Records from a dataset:
-=-=-

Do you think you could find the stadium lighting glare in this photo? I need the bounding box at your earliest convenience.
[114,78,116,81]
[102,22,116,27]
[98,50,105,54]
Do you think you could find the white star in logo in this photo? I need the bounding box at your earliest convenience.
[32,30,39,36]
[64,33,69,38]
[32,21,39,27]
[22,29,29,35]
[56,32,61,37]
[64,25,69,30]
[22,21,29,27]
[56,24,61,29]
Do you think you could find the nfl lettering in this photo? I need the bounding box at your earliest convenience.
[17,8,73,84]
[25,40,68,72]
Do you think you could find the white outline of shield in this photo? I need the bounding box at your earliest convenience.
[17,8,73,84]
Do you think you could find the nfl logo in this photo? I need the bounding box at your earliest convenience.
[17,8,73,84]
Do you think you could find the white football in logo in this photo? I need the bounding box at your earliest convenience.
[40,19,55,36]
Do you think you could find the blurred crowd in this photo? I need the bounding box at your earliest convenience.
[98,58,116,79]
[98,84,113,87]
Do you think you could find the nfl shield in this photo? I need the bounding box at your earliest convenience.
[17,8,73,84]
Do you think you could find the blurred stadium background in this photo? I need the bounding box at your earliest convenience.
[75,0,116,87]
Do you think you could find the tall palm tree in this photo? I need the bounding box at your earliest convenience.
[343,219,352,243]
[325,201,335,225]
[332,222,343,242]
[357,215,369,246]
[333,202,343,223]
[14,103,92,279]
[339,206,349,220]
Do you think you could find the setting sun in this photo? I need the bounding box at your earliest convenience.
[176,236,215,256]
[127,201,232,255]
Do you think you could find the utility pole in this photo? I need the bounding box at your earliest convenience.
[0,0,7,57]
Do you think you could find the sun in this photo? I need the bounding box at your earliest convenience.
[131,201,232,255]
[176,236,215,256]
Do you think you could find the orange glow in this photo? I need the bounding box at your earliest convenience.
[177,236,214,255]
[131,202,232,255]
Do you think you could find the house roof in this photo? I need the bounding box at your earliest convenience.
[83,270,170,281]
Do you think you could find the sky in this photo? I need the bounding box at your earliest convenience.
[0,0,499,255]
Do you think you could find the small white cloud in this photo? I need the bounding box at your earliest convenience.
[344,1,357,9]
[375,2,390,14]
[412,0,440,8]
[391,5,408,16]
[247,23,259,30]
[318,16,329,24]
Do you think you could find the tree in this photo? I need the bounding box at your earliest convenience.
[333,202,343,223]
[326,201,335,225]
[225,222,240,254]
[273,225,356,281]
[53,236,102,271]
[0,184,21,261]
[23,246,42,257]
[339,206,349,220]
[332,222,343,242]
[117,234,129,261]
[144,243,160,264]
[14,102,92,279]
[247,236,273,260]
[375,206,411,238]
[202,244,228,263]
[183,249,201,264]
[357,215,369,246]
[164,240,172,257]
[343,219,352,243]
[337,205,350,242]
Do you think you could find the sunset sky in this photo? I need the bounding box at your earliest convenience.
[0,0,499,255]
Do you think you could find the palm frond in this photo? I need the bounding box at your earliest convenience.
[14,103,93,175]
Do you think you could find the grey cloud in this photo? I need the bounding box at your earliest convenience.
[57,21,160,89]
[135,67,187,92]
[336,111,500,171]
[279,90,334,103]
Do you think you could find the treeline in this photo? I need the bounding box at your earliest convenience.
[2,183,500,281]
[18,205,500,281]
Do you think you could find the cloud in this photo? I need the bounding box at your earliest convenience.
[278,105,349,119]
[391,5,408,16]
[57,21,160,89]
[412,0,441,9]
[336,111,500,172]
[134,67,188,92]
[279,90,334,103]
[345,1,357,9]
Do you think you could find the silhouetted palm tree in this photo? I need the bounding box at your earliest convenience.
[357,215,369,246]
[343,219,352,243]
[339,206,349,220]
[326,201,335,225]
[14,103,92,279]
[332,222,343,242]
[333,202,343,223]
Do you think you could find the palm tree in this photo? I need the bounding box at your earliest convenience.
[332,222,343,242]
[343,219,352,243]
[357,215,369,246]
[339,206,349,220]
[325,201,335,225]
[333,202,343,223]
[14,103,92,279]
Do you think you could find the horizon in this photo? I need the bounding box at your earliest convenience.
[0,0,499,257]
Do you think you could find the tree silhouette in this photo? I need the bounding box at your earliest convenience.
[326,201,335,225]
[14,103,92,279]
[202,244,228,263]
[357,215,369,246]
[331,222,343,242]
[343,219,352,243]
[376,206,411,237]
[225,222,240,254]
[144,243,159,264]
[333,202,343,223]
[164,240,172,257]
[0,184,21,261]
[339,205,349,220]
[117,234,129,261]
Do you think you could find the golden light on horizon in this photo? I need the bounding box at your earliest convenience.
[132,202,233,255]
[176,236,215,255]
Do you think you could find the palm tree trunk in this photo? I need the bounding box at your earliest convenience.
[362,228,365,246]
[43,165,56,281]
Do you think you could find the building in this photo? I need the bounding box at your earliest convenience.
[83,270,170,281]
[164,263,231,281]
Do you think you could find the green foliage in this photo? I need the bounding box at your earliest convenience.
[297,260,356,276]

-=-=-

== ASSIGNMENT ==
Retype the data exactly.

== SOLUTION FOR THIS PROBLEM ==
Do you think you could find the stadium lighting glare in this photo? I need the bounding box at your earliest convenience.
[114,78,116,81]
[102,22,116,27]
[98,50,105,54]
Do you think you could find the white star in logo in this photo? I need the bounding box at your earliest convenience.
[32,30,39,36]
[64,33,69,38]
[32,21,39,27]
[22,29,29,35]
[56,32,61,37]
[64,25,69,30]
[22,21,29,27]
[56,24,61,29]
Do you think you could find the nfl lettering in this photo? I need the bounding box at your earliest convenience.
[17,8,73,84]
[25,40,68,72]
Do you think you could find the white outline of shield in this photo? I need the bounding box at your earliest convenience.
[17,8,73,84]
Do you think you could find the nfl logo in this photo? I need the bounding box at your earliest convenience.
[17,8,73,84]
Do you think you could find the white football in logo in this photo? I need the bounding box at your earliest convenience.
[40,19,55,36]
Do you think you could find the blurred crowd in this photo? I need the bounding box at your earliest convenience.
[98,58,116,79]
[98,84,113,87]
Do you think you could find the nfl shield in this photo? I need the bounding box at your earliest convenience.
[17,8,73,84]
Do you think you could find the blurred stadium background in this photo? I need the bounding box at your earliest convenience.
[75,0,116,87]
Do you think you could find the tall palm tree in this photo? I need the bounding box at your earliest convenience.
[343,219,352,243]
[325,201,335,225]
[332,222,343,242]
[357,215,369,246]
[333,202,343,223]
[14,103,92,279]
[339,206,349,220]
Do you think you could find the setting sun in this photo? I need the bounding box at your earliest convenience.
[176,236,215,256]
[127,201,232,255]
Do you think you could find the utility pole in this photo? I need the bounding box at your earliest convenience.
[0,0,7,57]
Do you think you could find the sun in this photo? I need the bounding box at your earliest convenience.
[131,201,232,255]
[176,236,215,256]
Do you think you could find the orange glow in this photo? I need the bounding box at your earliest convenience.
[177,236,214,255]
[131,202,232,255]
Do you think you could find the house roof in this photo? I need the bounding box at your earliest convenience.
[83,270,170,281]
Do you think you could find the sky in this photo? I need the bounding box at your earliest convenience.
[0,0,499,255]
Do you think you could find the small white cloud in this photo? I need the bounding box at your earliest convenience.
[344,1,357,9]
[375,2,390,14]
[412,0,440,8]
[391,5,408,16]
[247,23,259,30]
[318,16,329,24]
Do you think you could find the tree in this photo? I need the bounding box at your earliest convenience.
[333,202,343,223]
[326,201,335,225]
[225,222,240,254]
[273,225,356,281]
[53,236,102,271]
[0,184,21,261]
[23,246,42,257]
[339,206,349,220]
[332,222,343,242]
[117,234,129,261]
[144,243,160,264]
[14,102,92,279]
[247,236,273,260]
[375,206,411,238]
[202,244,228,263]
[183,249,201,264]
[357,215,369,246]
[164,240,172,257]
[343,219,352,243]
[337,205,350,242]
Do you think you could find the sunset sky in this photo? I need the bounding box at your earliest convenience.
[0,0,499,255]
Do you think you could find the palm frond in this photo? I need the bounding box at your earliest convenience.
[14,103,93,175]
Do you think you could find the grey cloud in this photo? I need the bounding box at your earliest convenience.
[57,21,160,89]
[135,67,187,92]
[336,111,500,171]
[279,90,334,103]
Do you think you could find the treeline in this photo? I need the bounding box at your earliest convenience.
[2,183,500,281]
[18,205,500,281]
Do you think you could find the cloud in this photo? I need the bounding box at your earliest convenience.
[278,105,349,119]
[391,5,408,16]
[57,21,160,89]
[412,0,441,9]
[336,111,500,172]
[134,67,188,92]
[279,90,334,103]
[345,1,357,9]
Do you think you could find the silhouetted palm tree in this photo? I need the bounding box at your earliest convenience.
[357,215,369,246]
[343,219,352,243]
[339,206,349,220]
[326,201,335,225]
[14,103,92,279]
[332,222,343,242]
[333,202,343,223]
Do you think you could find the palm tree in this photo? I need the bounding box at your earliest convenience.
[332,222,343,242]
[343,219,352,243]
[357,215,369,246]
[339,206,349,220]
[325,201,335,225]
[333,202,343,223]
[14,103,92,279]
Do you think you could find the horizon in this photo? I need the bounding box at your earliest convenience.
[0,0,499,257]
Do you think you could find the tree silhouette in this photo? I need the bounding box at your earliest convenience.
[326,201,335,225]
[14,103,92,279]
[202,244,228,263]
[357,215,369,246]
[331,222,343,242]
[343,219,352,243]
[376,206,411,237]
[225,222,240,254]
[144,243,159,264]
[333,202,343,223]
[164,240,172,257]
[0,184,21,261]
[339,205,349,220]
[117,234,129,261]
Do you think you could find the golden light on horizon in this photo? I need the bounding box at your earliest convenience.
[132,202,233,255]
[176,236,215,255]
Do you think you could find the palm tree trunk in this photo? I need the bounding box at your earliest convenience.
[362,228,365,246]
[43,165,56,281]
Do you think you could find the building in this photo? I need the bounding box at your earliest convenience.
[83,270,170,281]
[164,263,231,281]
Do you think you could find the green foliage in this photo? I need the bounding box at your earliest convenience.
[297,260,356,276]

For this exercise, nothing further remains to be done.